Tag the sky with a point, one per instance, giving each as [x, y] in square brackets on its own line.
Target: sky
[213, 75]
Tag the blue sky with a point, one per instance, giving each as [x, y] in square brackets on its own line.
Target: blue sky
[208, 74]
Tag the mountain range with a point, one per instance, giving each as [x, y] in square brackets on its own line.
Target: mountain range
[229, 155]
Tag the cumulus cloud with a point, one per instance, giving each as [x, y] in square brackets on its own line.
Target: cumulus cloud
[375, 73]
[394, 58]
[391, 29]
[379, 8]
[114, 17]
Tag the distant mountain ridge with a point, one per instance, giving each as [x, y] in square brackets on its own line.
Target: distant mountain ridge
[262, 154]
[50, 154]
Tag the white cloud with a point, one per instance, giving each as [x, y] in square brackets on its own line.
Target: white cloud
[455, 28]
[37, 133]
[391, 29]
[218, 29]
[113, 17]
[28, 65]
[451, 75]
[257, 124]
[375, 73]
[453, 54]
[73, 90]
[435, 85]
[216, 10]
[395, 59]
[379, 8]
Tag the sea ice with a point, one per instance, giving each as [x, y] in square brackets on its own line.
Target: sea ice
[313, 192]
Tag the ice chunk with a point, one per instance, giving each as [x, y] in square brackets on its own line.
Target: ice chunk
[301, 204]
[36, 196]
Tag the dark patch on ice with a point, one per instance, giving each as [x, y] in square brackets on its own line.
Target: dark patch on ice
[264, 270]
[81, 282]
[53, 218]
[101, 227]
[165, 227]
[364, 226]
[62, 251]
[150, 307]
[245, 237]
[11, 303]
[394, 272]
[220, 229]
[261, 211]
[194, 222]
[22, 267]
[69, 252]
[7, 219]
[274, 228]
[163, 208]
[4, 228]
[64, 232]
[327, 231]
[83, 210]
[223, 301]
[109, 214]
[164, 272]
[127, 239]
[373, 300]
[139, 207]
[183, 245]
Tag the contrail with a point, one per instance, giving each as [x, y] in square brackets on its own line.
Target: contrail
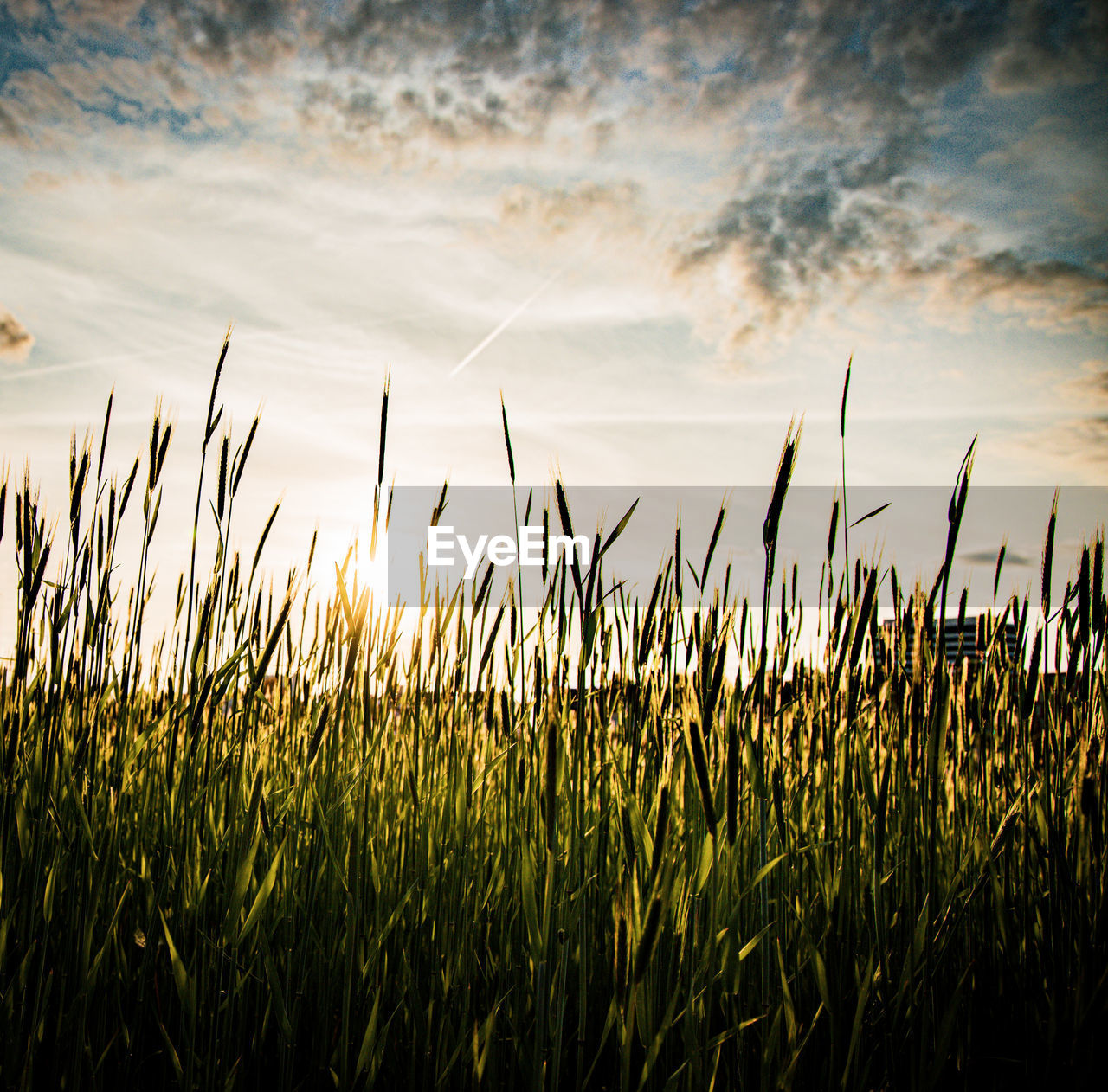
[495, 333]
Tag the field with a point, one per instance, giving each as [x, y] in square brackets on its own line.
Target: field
[637, 845]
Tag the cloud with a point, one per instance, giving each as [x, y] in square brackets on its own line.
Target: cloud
[989, 557]
[16, 340]
[1048, 44]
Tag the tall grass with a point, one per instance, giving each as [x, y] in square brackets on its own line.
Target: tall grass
[635, 845]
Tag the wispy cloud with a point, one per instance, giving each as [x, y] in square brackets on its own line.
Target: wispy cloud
[16, 340]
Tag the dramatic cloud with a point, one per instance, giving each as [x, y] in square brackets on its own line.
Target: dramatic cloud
[16, 340]
[989, 557]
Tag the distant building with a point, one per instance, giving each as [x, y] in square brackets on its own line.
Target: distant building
[966, 641]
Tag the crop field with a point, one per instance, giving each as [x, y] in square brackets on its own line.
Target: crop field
[615, 843]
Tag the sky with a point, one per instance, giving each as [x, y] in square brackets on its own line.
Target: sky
[660, 228]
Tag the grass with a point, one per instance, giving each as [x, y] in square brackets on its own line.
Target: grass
[636, 846]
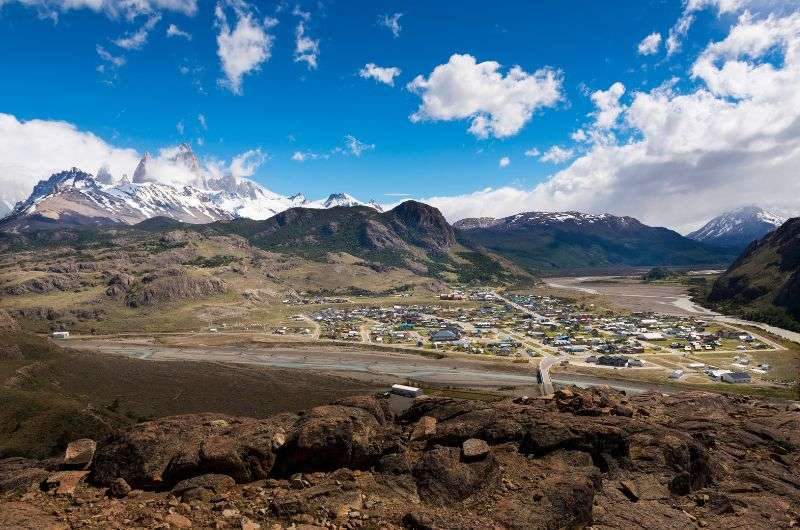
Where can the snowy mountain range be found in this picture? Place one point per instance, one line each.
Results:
(74, 197)
(738, 228)
(544, 219)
********
> _WORK INSTRUCTIONS_
Copy the lines above exactly. Start with the line containing "Target: ice chunk", end with the line containing "Tag the dark", and include both.

> _RESULT OF THE TASK_
Target: ice chunk
[301, 204]
[36, 196]
Tag the dark patch on ice with a point, one per instance, giving each as [x, y] in square brackets on its own line.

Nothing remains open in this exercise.